**PROVIDED RECORDS**.
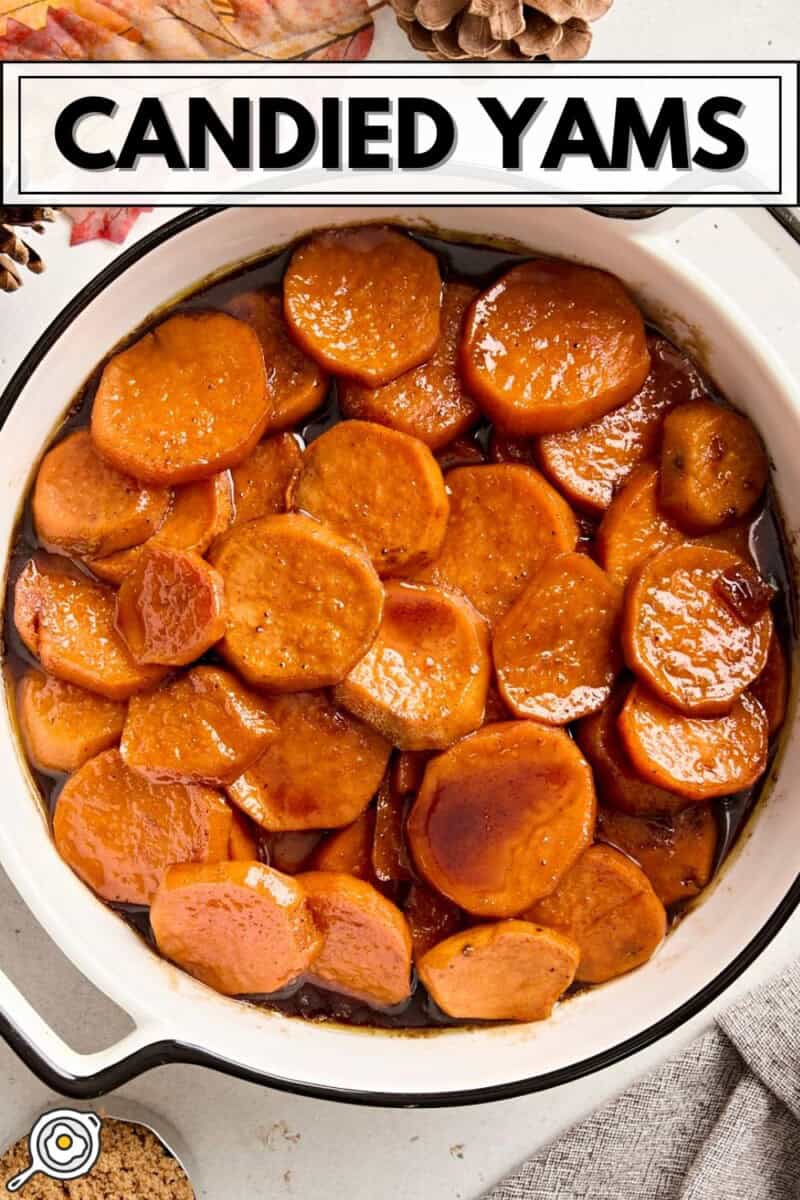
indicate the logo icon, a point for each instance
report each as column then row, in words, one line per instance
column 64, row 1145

==

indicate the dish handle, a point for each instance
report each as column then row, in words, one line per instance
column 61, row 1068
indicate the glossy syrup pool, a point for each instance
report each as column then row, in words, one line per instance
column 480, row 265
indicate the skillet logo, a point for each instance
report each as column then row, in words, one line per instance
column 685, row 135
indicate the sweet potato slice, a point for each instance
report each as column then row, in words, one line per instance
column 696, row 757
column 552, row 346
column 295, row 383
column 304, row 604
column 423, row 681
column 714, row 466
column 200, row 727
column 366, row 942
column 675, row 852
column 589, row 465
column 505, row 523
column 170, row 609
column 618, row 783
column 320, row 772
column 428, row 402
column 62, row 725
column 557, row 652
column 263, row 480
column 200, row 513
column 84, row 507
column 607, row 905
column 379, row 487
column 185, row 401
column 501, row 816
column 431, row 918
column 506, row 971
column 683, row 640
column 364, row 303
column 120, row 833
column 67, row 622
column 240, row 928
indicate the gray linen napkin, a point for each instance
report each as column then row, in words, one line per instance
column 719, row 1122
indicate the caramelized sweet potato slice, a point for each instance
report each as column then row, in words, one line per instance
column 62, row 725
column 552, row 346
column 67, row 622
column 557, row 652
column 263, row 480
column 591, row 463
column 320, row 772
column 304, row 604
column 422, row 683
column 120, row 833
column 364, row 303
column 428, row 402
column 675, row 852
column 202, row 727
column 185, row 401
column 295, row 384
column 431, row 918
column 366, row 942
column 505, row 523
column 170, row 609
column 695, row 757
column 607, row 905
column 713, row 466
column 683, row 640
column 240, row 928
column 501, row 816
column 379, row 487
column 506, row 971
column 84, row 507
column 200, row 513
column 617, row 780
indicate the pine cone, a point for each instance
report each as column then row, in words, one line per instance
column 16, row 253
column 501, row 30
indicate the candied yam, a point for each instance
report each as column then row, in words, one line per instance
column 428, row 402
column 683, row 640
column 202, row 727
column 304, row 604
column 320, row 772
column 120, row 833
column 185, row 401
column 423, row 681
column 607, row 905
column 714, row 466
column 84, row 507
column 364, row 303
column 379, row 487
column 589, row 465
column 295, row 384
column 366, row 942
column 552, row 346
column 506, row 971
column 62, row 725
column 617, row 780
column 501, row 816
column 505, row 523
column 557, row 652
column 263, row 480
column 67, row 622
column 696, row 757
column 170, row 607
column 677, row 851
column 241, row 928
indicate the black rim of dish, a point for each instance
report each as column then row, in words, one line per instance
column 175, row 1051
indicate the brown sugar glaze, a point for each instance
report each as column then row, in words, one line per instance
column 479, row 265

**EXERCISE BRIEF**. Whenever the word "sweet" turns up in a line of the listing above, copy the line.

**RESULT BELOW**.
indicate the sweet potato slice, a point for each instance
indicate the caramelized sweet potato slice, a point for each instance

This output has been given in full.